## Exercise requirements
**1)** In the Kilosort thread, how many channels does the params.py file get saved with when run through KS2.5?
**2)** Copy everything in the Kilosort thread from "Update: It does" down to "a 1.0 probe.".

## Extract provided
■ ■ ■ ■ ■ ■ ■
Idavr commented 3 years ago

Thanks for the assistance, I'll look into it. Troubleshooting since yesterday morning indicates that there is definitely something wonky with my personal phy set-up, but exactly what and how to fix it is vexing. Appreciate you taking the time to answer!

LaurenzMuessig commented 3 years ago

No worries. I hope you find the issue quickly. Good luck

Idavr commented 3 years ago

Update: It does seem like there is some kind of issue with the KS2.5 output, as even if I specify the correct channels the params.py file gets saved with 383 channels (instead of 385) and the dat-path is set to be the temp_wh.dat file instead of the raw .bin file. Running the same files through KS2 I had no trouble accessing them with phy and params.py was saved correctly.

LaurenzMuessig commented 3 years ago

I think it's supposed to be like that in KS 2.5. The output binary is the drift corrected raw data, so you should use that for the curation in phy (although tbh I don't see a big difference to the uncorrected raw data but I guess that depends how big the drift is in the dataset). That data will only contain the channels that are contained in the channel map, so it's missing at least the reference and the sync channel from a 1.0 probe.
■ ■ ■ ■ ■ ■ ■
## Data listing
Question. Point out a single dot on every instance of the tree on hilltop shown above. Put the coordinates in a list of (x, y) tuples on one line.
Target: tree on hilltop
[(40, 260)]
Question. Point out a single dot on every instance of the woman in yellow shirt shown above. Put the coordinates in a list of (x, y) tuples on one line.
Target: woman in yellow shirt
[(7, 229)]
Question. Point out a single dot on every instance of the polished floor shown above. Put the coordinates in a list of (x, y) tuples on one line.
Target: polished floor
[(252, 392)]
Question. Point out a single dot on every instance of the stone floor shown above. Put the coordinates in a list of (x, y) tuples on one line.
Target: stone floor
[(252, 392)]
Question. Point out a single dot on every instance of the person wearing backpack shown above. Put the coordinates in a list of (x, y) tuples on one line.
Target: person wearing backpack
■ ■ ■ ■ ■ ■ ■
## Responses in order
**1)** 383 channels, instead of 385.

**2)**
Update: It does seem like there is some kind of issue with the KS2.5 output, as even if I specify the correct channels the params.py file gets saved with 383 channels (instead of 385) and the dat-path is set to be the temp_wh.dat file instead of the raw .bin file. Running the same files through KS2 I had no trouble accessing them with phy and params.py was saved correctly.

LaurenzMuessig commented 3 years ago

I think it's supposed to be like that in KS 2.5. The output binary is the drift corrected raw data, so you should use that for the curation in phy (although tbh I don't see a big difference to the uncorrected raw data but I guess that depends how big the drift is in the dataset). That data will only contain the channels that are contained in the channel map, so it's missing at least the reference and the sync channel from a 1.0 probe.